start SUPPLIED TEXT

Daly: Methods
Summary of methods
There were five key methods for establishing item volumes in the 2019 Account. Click the down arrow in the table below to view the list of items derived by each method type. For detailed information about each method scroll down this page or click on the links in the table.
Methods approach
AWRA-R model
Stream monitoring data
Water resourcing licence database and meter readings
FEFLOW groundwater model and Mike 11 hydraulic model
Estimated data
Detail of methods
AWRA-R model
AWRA-R is a river network model that represents key hydrological processes and diversions at a daily time step (Dutta et al. 2017; 2015). The model was used in the National Water Account to quantify river fluxes and stores along the river network.
The river system is conceptualised in AWRA-R as a node-link network comprising nodes connected by river reaches. Gauged streamflow data are used where available. For ungauged portions of catchment, the landscape runoff from the AWRA-L model is used (Viney et al. 2015). River processes represented in the AWRA-R model are shown in Figure N1.
Figure N1 Conceptual diagram of AWRA-R reach showing model components (from Dutta et al. 2015)
Rivers
The volume of water in the river channels at 30 June was estimated by using the daily water balance approach within the AWRA-R model. The water balance includes inflow at the upstream nodes and outflow at the downstream nodes; contributing catchment runoff, diversions for consumptive use; overbank flooding and floodplain return; rainfall; evaporation; and losses.

end SUPPLIED TEXT

▶ [AIM 1]: According to the Daly methods page, at what time step does the AWRA-R model represent hydrological processes and diversions?
▶ [AIM 2]: Write out the Daly methods page again from "Methods approach" up to and including "the river network.", substituting "storages" for "stores".

start GIVEN INFORMATION

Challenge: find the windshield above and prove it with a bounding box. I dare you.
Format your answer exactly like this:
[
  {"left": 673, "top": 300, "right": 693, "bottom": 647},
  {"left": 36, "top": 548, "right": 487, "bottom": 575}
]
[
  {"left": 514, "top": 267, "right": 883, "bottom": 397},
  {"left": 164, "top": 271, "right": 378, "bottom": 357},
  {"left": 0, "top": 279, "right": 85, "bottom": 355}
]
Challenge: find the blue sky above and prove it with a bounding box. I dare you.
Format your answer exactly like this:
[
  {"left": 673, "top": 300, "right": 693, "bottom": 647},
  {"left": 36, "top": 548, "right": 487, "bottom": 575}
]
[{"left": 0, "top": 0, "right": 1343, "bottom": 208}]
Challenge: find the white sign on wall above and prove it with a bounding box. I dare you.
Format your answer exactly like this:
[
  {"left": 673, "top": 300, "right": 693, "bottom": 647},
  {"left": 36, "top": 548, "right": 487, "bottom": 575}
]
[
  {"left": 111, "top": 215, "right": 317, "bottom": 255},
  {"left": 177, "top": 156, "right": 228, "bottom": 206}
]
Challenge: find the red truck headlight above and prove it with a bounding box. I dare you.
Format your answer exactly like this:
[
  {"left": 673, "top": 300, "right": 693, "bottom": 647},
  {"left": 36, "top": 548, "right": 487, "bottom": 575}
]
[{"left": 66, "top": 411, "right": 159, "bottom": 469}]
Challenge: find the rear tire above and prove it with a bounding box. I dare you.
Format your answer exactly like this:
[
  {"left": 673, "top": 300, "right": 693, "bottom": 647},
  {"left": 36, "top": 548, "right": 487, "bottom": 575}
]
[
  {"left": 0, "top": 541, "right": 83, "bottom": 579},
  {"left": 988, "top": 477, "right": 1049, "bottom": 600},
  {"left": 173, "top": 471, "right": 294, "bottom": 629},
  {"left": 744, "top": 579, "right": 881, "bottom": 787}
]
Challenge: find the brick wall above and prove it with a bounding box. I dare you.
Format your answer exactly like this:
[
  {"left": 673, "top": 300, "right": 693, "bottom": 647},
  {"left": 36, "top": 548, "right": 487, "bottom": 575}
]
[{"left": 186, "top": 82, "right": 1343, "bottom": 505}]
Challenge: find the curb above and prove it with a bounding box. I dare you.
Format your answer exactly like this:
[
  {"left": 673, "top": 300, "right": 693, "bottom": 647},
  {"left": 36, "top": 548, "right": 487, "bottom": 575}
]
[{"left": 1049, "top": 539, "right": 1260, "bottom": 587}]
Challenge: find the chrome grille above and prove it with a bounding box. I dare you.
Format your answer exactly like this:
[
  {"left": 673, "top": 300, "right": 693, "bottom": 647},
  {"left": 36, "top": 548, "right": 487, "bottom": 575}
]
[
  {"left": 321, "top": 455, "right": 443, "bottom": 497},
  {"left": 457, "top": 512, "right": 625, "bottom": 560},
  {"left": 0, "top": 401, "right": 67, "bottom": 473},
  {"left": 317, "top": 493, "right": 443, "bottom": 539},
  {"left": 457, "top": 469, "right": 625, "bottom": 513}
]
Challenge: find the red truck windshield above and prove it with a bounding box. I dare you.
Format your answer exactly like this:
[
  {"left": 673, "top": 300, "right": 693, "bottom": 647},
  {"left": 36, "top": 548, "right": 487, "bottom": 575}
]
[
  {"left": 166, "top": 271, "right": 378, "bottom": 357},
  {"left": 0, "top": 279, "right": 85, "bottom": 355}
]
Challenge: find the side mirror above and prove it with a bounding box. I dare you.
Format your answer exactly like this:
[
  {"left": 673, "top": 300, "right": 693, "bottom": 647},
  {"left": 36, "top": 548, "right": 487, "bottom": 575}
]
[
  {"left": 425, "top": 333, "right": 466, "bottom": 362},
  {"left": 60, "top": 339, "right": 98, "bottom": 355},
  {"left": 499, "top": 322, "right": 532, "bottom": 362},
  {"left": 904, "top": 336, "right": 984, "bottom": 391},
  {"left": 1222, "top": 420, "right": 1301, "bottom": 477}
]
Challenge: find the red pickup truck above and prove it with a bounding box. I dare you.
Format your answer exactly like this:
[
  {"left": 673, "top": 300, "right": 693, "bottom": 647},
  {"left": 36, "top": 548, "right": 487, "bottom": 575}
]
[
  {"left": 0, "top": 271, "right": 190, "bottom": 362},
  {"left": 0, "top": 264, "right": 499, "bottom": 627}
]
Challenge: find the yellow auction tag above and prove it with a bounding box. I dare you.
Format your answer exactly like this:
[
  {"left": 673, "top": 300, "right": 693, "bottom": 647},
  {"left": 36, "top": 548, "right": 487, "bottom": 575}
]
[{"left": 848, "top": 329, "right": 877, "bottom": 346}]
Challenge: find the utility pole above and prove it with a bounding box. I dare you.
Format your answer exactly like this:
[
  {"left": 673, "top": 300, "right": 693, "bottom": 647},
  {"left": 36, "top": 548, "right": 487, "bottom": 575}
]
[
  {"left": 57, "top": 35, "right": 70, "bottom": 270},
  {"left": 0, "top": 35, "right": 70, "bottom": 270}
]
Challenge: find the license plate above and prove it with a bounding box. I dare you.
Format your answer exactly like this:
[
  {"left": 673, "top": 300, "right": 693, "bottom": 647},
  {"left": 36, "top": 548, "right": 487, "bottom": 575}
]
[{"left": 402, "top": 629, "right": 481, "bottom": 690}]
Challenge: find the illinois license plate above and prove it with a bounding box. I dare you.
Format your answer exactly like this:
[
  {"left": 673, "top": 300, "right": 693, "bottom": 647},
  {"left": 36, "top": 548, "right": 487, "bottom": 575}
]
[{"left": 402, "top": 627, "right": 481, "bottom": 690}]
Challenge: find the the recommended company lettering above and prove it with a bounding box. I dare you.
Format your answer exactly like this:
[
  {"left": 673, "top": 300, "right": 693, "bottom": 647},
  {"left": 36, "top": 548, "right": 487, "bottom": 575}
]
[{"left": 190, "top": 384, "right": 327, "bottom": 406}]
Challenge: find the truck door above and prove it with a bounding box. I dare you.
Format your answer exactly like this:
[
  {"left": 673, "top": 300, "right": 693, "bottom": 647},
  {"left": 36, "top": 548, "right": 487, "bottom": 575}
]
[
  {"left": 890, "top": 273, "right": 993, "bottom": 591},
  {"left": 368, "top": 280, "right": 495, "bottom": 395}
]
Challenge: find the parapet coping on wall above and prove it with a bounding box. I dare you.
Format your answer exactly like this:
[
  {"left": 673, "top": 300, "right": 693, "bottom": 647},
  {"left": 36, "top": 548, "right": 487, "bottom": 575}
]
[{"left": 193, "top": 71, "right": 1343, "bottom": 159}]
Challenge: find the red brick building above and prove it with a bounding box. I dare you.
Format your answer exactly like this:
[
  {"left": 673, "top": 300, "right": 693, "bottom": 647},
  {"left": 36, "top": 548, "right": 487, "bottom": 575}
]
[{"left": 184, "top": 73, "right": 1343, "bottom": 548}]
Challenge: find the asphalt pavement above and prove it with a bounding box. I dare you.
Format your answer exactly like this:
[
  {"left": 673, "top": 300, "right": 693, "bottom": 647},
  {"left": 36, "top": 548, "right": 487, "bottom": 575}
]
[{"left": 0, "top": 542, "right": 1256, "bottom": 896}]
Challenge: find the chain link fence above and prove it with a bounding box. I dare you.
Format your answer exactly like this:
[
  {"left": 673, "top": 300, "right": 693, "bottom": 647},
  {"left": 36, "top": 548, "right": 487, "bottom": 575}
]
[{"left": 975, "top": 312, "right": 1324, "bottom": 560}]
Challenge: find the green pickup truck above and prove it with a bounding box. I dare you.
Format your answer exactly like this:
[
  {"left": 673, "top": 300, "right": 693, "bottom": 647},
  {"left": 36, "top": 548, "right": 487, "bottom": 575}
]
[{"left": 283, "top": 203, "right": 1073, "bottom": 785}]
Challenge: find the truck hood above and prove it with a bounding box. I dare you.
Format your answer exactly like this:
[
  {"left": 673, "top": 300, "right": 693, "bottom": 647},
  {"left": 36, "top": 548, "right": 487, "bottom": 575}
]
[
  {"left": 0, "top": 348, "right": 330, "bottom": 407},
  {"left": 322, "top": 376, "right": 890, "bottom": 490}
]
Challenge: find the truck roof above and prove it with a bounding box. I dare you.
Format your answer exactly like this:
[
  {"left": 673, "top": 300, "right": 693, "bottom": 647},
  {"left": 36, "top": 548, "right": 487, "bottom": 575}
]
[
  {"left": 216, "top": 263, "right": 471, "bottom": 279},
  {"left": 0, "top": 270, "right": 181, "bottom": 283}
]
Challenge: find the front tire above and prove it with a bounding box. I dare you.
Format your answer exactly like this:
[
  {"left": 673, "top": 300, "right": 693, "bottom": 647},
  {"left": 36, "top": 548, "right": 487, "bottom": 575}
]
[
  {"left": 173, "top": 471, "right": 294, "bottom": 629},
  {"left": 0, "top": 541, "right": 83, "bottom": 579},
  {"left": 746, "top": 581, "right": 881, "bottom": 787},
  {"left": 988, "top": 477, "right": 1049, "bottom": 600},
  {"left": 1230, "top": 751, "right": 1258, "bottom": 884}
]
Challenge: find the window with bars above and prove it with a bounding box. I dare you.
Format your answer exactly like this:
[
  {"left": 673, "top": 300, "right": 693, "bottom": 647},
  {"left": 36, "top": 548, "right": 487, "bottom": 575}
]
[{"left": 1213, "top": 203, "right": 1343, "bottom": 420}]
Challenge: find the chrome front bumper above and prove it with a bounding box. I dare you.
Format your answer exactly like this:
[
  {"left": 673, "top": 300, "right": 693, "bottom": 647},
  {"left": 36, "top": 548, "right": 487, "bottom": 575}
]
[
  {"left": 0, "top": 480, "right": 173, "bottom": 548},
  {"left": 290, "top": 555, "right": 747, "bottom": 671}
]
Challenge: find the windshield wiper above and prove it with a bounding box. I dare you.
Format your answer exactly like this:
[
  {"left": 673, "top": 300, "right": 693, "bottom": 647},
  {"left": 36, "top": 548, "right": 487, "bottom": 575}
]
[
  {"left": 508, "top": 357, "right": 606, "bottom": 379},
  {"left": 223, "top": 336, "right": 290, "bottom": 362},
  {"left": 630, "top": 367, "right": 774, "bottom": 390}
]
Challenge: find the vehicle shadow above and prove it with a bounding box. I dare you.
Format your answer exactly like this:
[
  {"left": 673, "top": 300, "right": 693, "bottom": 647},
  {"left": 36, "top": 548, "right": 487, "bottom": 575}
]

end GIVEN INFORMATION

▶ [EXERCISE OUTPUT 1]: A daily time step.

▶ [EXERCISE OUTPUT 2]:
Methods approach
AWRA-R model
Stream monitoring data
Water resourcing licence database and meter readings
FEFLOW groundwater model and Mike 11 hydraulic model
Estimated data
Detail of methods
AWRA-R model
AWRA-R is a river network model that represents key hydrological processes and diversions at a daily time step (Dutta et al. 2017; 2015). The model was used in the National Water Account to quantify river fluxes and storages along the river network.